# LESETEXT
-*-
Patientenmobilität in der EU
Sich innerhalb der EU behandeln lassen, egal wo und wann - das soll ab Ende 2013 möglich sein. Auch müssen die Mitgliedstaaten bis dahin Kontaktstellen einrichten, bei denen sich Bürgerinnen und Bürger über eine mögliche Gesundheitsversorgung im Ausland informieren können. Diese Richtlinie war nötig geworden, nachdem der Europäische Gerichtshof in mehreren Entscheidungen festlegte, dass sich die passive Dienstleistungsfreiheit auch auf den Gesundheitssektor erstreckt. Damit haben Patienten ein Recht auf medizinische Leistungen im gesamten EU-Raum.
-*-
# AUFGABENLISTE
- a) Wiederhole bitte aus dem Text zur Patientenmobilität wörtlich alles von "Patientenmobilität in der" bis hinunter zu "im gesamten EU-Raum.".
- b) Führe den Text zur Patientenmobilität im Anschluss an seinen letzten Satz fort.

# UNTERSUCHTE DATEN
-*-
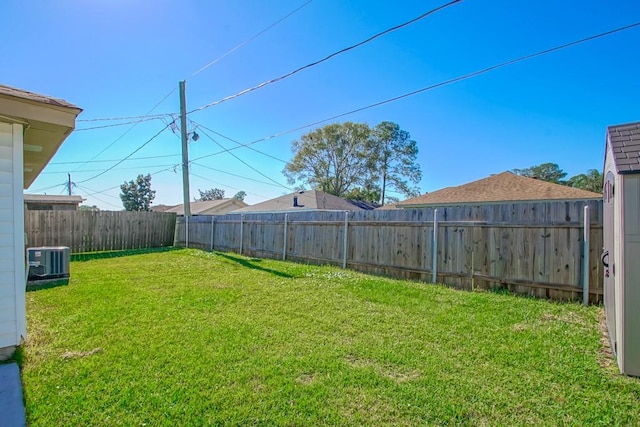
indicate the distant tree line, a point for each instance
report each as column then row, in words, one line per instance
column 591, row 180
-*-
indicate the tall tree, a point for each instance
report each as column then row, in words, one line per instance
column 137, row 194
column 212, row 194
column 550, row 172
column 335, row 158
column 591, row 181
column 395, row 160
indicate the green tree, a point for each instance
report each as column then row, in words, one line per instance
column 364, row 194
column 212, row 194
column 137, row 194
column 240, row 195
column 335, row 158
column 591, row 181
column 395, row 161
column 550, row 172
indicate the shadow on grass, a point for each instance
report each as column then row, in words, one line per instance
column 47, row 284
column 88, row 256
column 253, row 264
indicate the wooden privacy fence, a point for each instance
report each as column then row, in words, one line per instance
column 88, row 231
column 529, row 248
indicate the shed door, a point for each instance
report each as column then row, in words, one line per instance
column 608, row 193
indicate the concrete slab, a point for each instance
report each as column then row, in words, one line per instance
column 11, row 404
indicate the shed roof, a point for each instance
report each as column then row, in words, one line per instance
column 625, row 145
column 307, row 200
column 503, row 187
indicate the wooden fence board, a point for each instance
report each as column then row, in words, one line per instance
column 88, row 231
-*-
# LÖSUNGEN
- a)
Patientenmobilität in der EU
Sich innerhalb der EU behandeln lassen, egal wo und wann - das soll ab Ende 2013 möglich sein. Auch müssen die Mitgliedstaaten bis dahin Kontaktstellen einrichten, bei denen sich Bürgerinnen und Bürger über eine mögliche Gesundheitsversorgung im Ausland informieren können. Diese Richtlinie war nötig geworden, nachdem der Europäische Gerichtshof in mehreren Entscheidungen festlegte, dass sich die passive Dienstleistungsfreiheit auch auf den Gesundheitssektor erstreckt. Damit haben Patienten ein Recht auf medizinische Leistungen im gesamten EU-Raum.

- b)
Ursprünglich durften EU-Bürger nicht ohne eine Genehmigung ihres nationalen Gesundheitsdienstes in einem anderen Mitgliedstaat medizinisch versorgt werden, auch wenn es seit 2003 eine Europäische Krankenversicherungskarte gibt, die in allen 27 EU-Ländern gültig ist. Eine Ausnahme gilt bisher nur für Arbeitnehmer, die in einem fremden EU-Mitgliedstaat arbeiten. Sie haben bei Erkrankung ein Recht auf medizinische Behandlung bei anschließender Kostenerstattung ihrer Krankenkassen. Durch diese Beschränkungen sollte dem Medizintourismus eigentlich vorgebeugt werden.
Die ökonomische Verknüpfung der Gesundheitspolitik
Augenscheinlich sind die Möglichkeit einer medizinischen Behandlung im Ausland und der damit verbundene Abbau behördlicher Hindernisse durch die EU positiv zu bewerten. Tatsächlich stehen Auslandsbehandlungen aber Sprach- und kulturelle Barrieren sowie Reisekosten im Weg. Ferner braucht der Kranke viel Zeit, um einen qualifizierten Arzt im Ausland zu finden. Dadurch eignen sich zum einen nur bestimmte Erkrankungen für eine Auslandsbehandlung und andererseits haben nicht alle Patienten die nötigen Mittel, jene Hürden zu überwinden.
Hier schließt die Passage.